• Supplied text:
My Testimony


So far this month I’ve posted a lot of entries about domestic violence that came from official sources and provided verifiable statistics. While facts and figures have their own meaning, real stories of real people usually carry greater weight. The Bible tells us in Revelation 12:11 that we will be victorious “by the blood of the lamb and the word of our testimony”, KJV. So, the next few articles will be some of my testimony.

When I met my husband I had no idea he would be abusive. I had no experience with prior abuse. My father would never have considered hitting a woman and I remember him teaching my older brother that it was never acceptable to hit a girl or woman. But, I also had very low self-esteem due to growing up with a mother who was mentally ill.

Due to her illness, I grew up at a young age. I was cooking and cleaning and taking a stand for my faith from the age of eight. When I was ten my brother left for the military and my dad began to work second shift. So, when my mom came home from her last hospitalization I became her companion. I learned quickly to finish my homework at school because my mother required I give her all my attention.

Due to my mom’s illness, she believed her child had been kidnapped and I was a replacement. Until the day she died she introduced me as “that girl she raised.” When my brother was still home, it seemed as if he do no wrong and had every privilege possible. His friends were always allowed in our home and he was allowed free reign in his activities. Over the years my parents celebrated his military service, his marriage and the birth of their child.

For me life was different. My friends were rarely allowed to visit and my parents totally rejected the faith which has kept me strong over my life. They also rejected most of my friends and forbid me to even consider college. When I met my husband all my friends were either married, in college or in the military. In both my family and my church I was more alone than I had ever been. So, when my husband began his pursuit of me his attention filled a deep well of loneliness.

All the time we were dating he was gentle, considerate and attentive. He attended my church and sang in the choir. Everything seemed fine and after a short courtship, despite my parent’s disapproval of him like they had all my other friends, we married. Our first few months together carried the normal stresses of two people learning how to be husband and wife, or at least that’s what I thought. I would soon begin to see the beginnings of the cycle of violence.

• Directions:
**1)** What is the Spanish translation of this sentence from the testimony: "All the time we were dating he was gentle, considerate and attentive."
**2)** In the testimony, how old was the writer when the brother left for the military?

• The data:
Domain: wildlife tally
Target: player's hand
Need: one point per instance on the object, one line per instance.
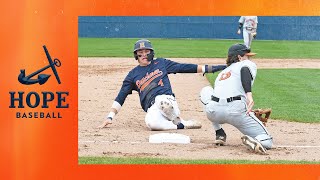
(105, 123)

• Solutions to each task:
**1)** Todo el tiempo que salimos, él fue amable, considerado y atento.

**2)** Ten years old.